### WHAT TO DO
Without altering anything, output the material below.

[Object position labeling entries]
* Start *

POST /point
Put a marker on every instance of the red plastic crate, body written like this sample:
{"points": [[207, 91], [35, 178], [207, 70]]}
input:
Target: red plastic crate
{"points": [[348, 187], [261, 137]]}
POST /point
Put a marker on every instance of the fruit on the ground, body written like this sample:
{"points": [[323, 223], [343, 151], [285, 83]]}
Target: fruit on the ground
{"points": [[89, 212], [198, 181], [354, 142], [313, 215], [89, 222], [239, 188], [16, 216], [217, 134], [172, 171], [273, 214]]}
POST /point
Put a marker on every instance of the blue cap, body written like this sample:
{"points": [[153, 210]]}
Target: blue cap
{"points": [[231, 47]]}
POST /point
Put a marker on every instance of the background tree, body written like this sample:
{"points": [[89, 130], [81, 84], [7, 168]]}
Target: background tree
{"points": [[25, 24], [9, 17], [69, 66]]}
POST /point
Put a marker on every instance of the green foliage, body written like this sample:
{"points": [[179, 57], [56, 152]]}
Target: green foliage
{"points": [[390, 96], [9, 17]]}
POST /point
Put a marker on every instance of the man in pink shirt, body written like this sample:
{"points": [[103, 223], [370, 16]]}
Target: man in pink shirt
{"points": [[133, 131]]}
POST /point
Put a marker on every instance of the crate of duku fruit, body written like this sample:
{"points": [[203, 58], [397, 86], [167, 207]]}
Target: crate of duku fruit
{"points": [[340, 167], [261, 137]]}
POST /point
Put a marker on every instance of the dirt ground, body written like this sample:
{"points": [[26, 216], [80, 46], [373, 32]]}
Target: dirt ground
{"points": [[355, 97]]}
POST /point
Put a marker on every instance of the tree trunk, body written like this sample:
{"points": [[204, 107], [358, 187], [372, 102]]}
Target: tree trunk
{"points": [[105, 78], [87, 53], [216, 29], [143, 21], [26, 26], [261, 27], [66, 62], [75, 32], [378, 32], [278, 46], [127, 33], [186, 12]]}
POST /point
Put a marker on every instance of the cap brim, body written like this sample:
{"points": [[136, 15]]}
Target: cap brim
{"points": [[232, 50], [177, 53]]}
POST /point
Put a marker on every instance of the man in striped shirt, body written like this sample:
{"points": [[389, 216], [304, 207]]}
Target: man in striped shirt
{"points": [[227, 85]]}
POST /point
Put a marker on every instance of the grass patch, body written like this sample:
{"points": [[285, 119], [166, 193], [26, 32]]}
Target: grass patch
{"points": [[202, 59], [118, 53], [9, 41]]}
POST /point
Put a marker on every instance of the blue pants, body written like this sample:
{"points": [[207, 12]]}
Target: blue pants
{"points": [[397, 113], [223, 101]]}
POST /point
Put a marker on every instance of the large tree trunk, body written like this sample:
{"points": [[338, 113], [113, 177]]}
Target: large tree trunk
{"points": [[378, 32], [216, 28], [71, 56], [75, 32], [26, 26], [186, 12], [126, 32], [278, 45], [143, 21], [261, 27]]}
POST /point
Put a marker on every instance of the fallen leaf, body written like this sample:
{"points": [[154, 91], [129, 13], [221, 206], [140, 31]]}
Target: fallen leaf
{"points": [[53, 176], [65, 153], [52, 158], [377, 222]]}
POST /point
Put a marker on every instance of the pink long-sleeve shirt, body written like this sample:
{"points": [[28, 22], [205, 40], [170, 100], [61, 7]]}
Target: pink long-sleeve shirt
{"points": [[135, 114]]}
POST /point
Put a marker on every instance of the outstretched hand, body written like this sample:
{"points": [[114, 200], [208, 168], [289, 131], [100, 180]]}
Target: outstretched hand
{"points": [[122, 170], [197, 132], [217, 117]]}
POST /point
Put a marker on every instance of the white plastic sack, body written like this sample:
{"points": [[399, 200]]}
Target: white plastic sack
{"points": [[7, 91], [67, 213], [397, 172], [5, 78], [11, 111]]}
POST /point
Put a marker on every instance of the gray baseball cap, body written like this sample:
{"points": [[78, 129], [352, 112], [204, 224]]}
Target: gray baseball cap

* End *

### CORRECT OUTPUT
POST /point
Put a marker on every instance of the red plastic crate, body written like this sample:
{"points": [[207, 91], [35, 178], [207, 70]]}
input:
Target: red plastic crate
{"points": [[348, 187], [261, 137]]}
POST /point
Put a marker on every instance of the fruit on the ground, body written like this sample:
{"points": [[323, 223], [343, 151], [285, 83]]}
Target: fruit on the ground
{"points": [[89, 212], [198, 181], [354, 142], [313, 215], [89, 222], [239, 188], [16, 216], [217, 134], [172, 171], [273, 214]]}
POST /point
Put a marker on every instance of the blue cap, body written like this sample:
{"points": [[153, 210]]}
Target: blue cap
{"points": [[231, 47]]}
POST /point
Put a marker on every instance of the background tree, body written like this sample:
{"points": [[89, 130], [81, 84], [7, 168]]}
Target: background tree
{"points": [[25, 24], [9, 17], [69, 66]]}
POST /point
Put a marker on every instance of the green foliage, body written like this sample:
{"points": [[179, 57], [56, 152]]}
Target: green foliage
{"points": [[390, 96], [9, 17]]}
POST /point
Put a marker on every instance of the man in pink shirt, body written like this sample:
{"points": [[103, 223], [370, 16]]}
Target: man in pink shirt
{"points": [[133, 131]]}
POST /point
Put a marker on every instance of the crate of duku fruit, body written like this sample:
{"points": [[203, 58], [397, 86], [167, 207]]}
Target: crate of duku fruit
{"points": [[340, 167], [261, 137]]}
POST /point
Put a marker on every instance of the dirt ground, body written like this sample:
{"points": [[26, 216], [80, 46], [373, 32]]}
Target: dirt ground
{"points": [[355, 97]]}
POST /point
Put a marker on every instance of the tree trunk, body written like this sample:
{"points": [[204, 107], [358, 187], [372, 102]]}
Target: tree trunk
{"points": [[105, 78], [87, 53], [216, 29], [143, 21], [26, 26], [261, 27], [66, 62], [75, 32], [378, 32], [278, 46], [127, 33], [186, 12]]}
POST /point
Put a marker on every instance of the cap brim, body written like this sample:
{"points": [[136, 15]]}
Target: cap brim
{"points": [[232, 50], [177, 53]]}
POST /point
Put a marker on every instance of the man in striped shirt, body written like this sample:
{"points": [[389, 216], [304, 207]]}
Target: man in striped shirt
{"points": [[227, 85]]}
POST /point
Put a marker on every instance of the grass patch, body written like this sample:
{"points": [[285, 119], [166, 193], [26, 32]]}
Target: grass patch
{"points": [[202, 59], [118, 53], [9, 41]]}
POST /point
Put a marker on every instance of the blue pants, body written like this sample:
{"points": [[207, 12]]}
Target: blue pants
{"points": [[397, 113], [223, 101]]}
POST /point
Put a marker on every instance of the large tree trunk, body written like this sample:
{"points": [[338, 113], [113, 177]]}
Target: large tree trunk
{"points": [[378, 32], [216, 28], [71, 56], [75, 32], [26, 26], [186, 12], [126, 32], [278, 45], [143, 21], [261, 27]]}
POST /point
Put a marker on every instance of the fallen leaf, body written like this sample:
{"points": [[154, 91], [129, 13], [221, 206], [140, 31]]}
Target: fallen leaf
{"points": [[53, 176], [65, 153], [52, 158], [377, 222]]}
POST /point
Put a marker on every instance of the pink long-sleeve shirt, body written like this sample:
{"points": [[28, 22], [205, 40], [170, 100], [61, 7]]}
Target: pink long-sleeve shirt
{"points": [[135, 114]]}
POST /point
Put a marker on every instance of the outstretched hand, body written like this sample:
{"points": [[114, 200], [208, 168], [289, 131], [100, 180]]}
Target: outstretched hand
{"points": [[122, 170], [197, 132], [217, 117]]}
POST /point
Put a marker on every instance of the white plastic sack, body written like this sample:
{"points": [[399, 200]]}
Target: white plastic sack
{"points": [[7, 91], [67, 213], [397, 172], [5, 78], [11, 111]]}
POST /point
Put a marker on every instance of the gray baseball cap, body written like this sample:
{"points": [[78, 129], [352, 112], [204, 224]]}
Target: gray baseball cap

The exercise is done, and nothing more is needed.